• [Written request]: Convert the records into a numbered list, starting with the line that contains "the truck tailgate" and continuing up to and including the line that contains "Target: truck rear wheel". Leave out any blank lines.

• [Information supplied]:

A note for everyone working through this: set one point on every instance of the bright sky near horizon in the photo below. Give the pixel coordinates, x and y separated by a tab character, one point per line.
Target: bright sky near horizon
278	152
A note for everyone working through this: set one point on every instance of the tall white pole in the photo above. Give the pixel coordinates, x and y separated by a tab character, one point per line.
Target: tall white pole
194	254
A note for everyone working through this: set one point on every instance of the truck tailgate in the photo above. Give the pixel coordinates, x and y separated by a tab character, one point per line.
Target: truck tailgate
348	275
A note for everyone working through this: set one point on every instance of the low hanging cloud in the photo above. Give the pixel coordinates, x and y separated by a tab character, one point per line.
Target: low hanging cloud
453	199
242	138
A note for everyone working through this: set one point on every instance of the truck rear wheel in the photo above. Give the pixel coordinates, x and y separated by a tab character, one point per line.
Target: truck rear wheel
* * *
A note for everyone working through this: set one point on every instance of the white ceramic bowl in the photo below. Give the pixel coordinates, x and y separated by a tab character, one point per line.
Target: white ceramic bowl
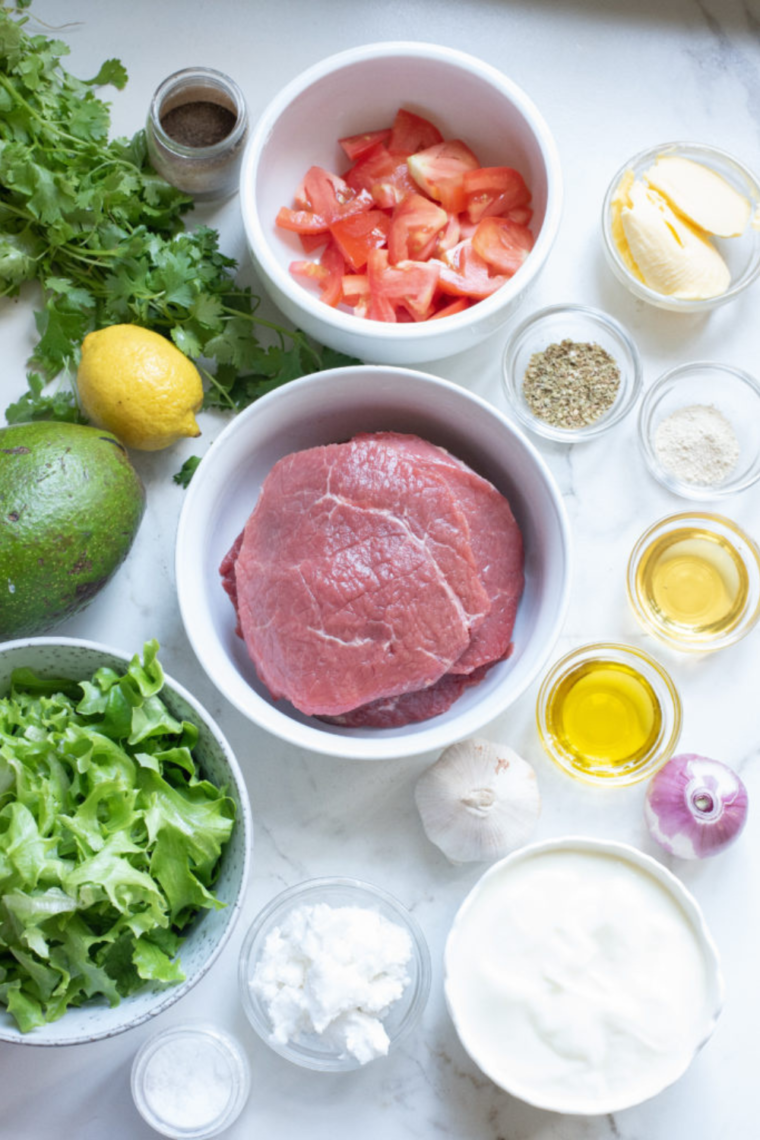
* * *
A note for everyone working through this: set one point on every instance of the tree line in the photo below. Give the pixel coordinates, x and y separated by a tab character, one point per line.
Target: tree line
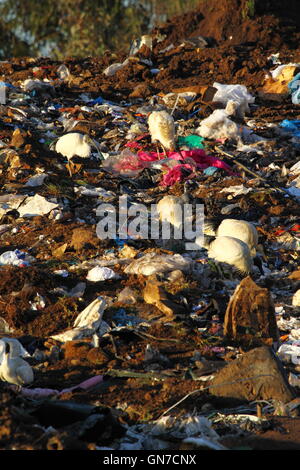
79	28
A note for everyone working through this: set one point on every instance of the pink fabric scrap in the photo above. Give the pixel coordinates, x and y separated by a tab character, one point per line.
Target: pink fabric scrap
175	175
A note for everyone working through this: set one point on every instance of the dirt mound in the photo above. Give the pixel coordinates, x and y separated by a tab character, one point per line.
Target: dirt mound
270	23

• [Answer for the task]:
1. A note for everyone working through this: set one point on every instance of the truck tailgate in the photo above. Give the pixel coordinates, x and y separated by a tab character, one point per line.
2. Target: truck tailgate
3. 348	275
4. A note for everyone working through this: set one point on every instance of the low hanging cloud in the photo above. Give the pixel coordinates, x and y separated by a tab character, one point per line.
5. Target: low hanging cloud
6. 453	199
7. 242	138
8. A note for everyone working through this: set one point on every instance of the truck rear wheel in the photo above. Give the pixel coordinates, x and y separated by a tab character, one point per line.
9. Target: truck rear wheel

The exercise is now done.